DIRECTION
Reproduce all of the data that follows, character for character.

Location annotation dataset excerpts
------------

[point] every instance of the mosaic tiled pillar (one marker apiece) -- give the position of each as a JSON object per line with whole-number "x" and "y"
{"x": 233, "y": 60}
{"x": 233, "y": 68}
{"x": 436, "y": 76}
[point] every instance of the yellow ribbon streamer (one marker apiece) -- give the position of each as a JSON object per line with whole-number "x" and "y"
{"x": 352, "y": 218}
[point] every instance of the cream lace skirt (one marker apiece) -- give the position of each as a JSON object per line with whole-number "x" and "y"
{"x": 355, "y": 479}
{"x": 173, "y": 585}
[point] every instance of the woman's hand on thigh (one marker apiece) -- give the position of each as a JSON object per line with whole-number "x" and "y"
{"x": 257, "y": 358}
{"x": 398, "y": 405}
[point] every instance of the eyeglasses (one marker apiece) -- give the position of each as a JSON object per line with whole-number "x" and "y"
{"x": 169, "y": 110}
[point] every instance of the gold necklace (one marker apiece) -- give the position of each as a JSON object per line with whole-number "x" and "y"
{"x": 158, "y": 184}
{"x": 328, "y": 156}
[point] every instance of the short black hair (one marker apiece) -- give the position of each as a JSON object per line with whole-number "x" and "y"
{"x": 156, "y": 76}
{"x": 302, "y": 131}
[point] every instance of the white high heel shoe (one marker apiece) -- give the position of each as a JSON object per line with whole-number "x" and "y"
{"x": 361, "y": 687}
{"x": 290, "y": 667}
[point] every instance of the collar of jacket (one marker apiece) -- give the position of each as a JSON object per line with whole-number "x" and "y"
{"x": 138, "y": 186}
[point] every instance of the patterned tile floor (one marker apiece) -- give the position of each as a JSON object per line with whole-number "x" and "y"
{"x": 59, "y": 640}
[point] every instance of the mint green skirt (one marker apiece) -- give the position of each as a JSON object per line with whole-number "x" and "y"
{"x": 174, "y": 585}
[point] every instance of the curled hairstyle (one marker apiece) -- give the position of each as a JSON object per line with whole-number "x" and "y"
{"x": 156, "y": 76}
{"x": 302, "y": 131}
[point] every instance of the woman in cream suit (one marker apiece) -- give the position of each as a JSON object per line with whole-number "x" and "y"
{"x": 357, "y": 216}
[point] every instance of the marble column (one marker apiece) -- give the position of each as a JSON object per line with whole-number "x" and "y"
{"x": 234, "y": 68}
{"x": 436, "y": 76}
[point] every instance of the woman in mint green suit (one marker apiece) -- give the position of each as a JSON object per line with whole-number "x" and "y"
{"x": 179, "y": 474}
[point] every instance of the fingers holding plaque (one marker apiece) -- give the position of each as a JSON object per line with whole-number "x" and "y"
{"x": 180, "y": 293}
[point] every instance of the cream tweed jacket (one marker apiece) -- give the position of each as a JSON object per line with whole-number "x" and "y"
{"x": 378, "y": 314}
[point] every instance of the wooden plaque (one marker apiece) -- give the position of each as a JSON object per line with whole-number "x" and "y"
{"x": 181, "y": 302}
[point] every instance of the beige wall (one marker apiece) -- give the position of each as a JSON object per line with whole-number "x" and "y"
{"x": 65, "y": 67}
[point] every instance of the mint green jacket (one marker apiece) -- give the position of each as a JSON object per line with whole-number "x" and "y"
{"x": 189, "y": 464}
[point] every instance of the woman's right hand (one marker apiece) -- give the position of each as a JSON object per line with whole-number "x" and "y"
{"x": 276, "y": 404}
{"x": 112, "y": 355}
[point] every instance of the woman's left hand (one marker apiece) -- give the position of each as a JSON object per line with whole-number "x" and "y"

------------

THE COMPLETED TASK
[point] every instance of the mosaic tiled pillar (one marker apiece) -- give the position of each as a JSON object per line with whole-number "x" and "y"
{"x": 233, "y": 60}
{"x": 233, "y": 68}
{"x": 436, "y": 76}
[point] every instance of the yellow ribbon streamer (one marker apiece) -- give the position of each as a JSON object per line with whole-number "x" and "y"
{"x": 352, "y": 218}
[point] every instance of the cream lace skirt (one marker apiece) -- give the position of each as a JSON object per line with whole-number "x" and "y"
{"x": 355, "y": 479}
{"x": 173, "y": 585}
[point] every instance of the woman's hand on thigh (one marker apiece) -- give the position of each as a JSON object per line with whole-number "x" and "y"
{"x": 257, "y": 358}
{"x": 398, "y": 405}
[point] every instance of the eyeglasses (one marker apiece) -- give the position of each as a JSON object per line with whole-number "x" and "y"
{"x": 169, "y": 110}
[point] every instance of the gold necklace (one marker apiece) -- give the position of each as a JSON object per line with whole-number "x" and "y"
{"x": 158, "y": 184}
{"x": 328, "y": 156}
[point] every instance of the short black hair (one marker apiece) -- give the position of each as a JSON object per line with whole-number "x" and "y"
{"x": 156, "y": 76}
{"x": 302, "y": 131}
[point] every instance of the white high heel shoe (one marker apiece) -- give the position of each as a JSON object per line with whole-number "x" and "y"
{"x": 361, "y": 687}
{"x": 290, "y": 667}
[point] every instance of the collar of jacket (one marker apiece) -- give the position of each as a JSON object per line with whole-number "x" and "y"
{"x": 138, "y": 186}
[point] every instance of the patterned tile floor (one marker apiece) -- give the position of each as a JSON object per line with whole-number "x" and "y"
{"x": 59, "y": 640}
[point] every instance of the mint green skirt (one marker apiece) -- give the position of each as a JSON object per line with whole-number "x" and "y"
{"x": 174, "y": 585}
[point] every instance of the curled hairstyle (one marker apiece) -- give the position of each as a JSON object per line with whole-number "x" and "y"
{"x": 156, "y": 76}
{"x": 302, "y": 131}
[point] every instance of the woman in cream suit (one marker apiece) -- give the position of each as a JSON object per line with whole-number "x" and "y"
{"x": 357, "y": 216}
[point] every instance of the marble column (one marker apiece) -- give the position of each as a JSON object per line with whole-number "x" and "y"
{"x": 234, "y": 68}
{"x": 436, "y": 76}
[point] every instance of the woman in mint green suit (one marker apiece) -- give the position of each as a JSON object per line with whole-number "x" and "y"
{"x": 179, "y": 474}
[point] every instance of the fingers holding plaque (one marker apiece) -- give the position of each as a JSON object per line with whole-number "x" and "y"
{"x": 180, "y": 293}
[point] every instance of the cream tweed jacket (one marker apiece) -- give the position of each as a JSON object per line with whole-number "x" and "y"
{"x": 378, "y": 314}
[point] every instance of the wooden plaque (one marker apiece) -- give the position of each as a JSON object per line with whole-number "x" and "y"
{"x": 181, "y": 302}
[point] every instance of the beige wall (one marker apiece) -- give the position of each as a JSON object per line with whole-number "x" and "y"
{"x": 65, "y": 67}
[point] every instance of the mint green jacket (one marker apiece) -- give the position of each as a JSON object per line with whole-number "x" and "y"
{"x": 189, "y": 464}
[point] every instance of the woman's right hand (one marker apiece) -- give the position of each as a JSON object per line with whole-number "x" and "y"
{"x": 276, "y": 404}
{"x": 112, "y": 355}
[point] every instance of the woman's left hand (one marker apiece) -- give the position of each as a JSON object per line with whole-number "x" and "y"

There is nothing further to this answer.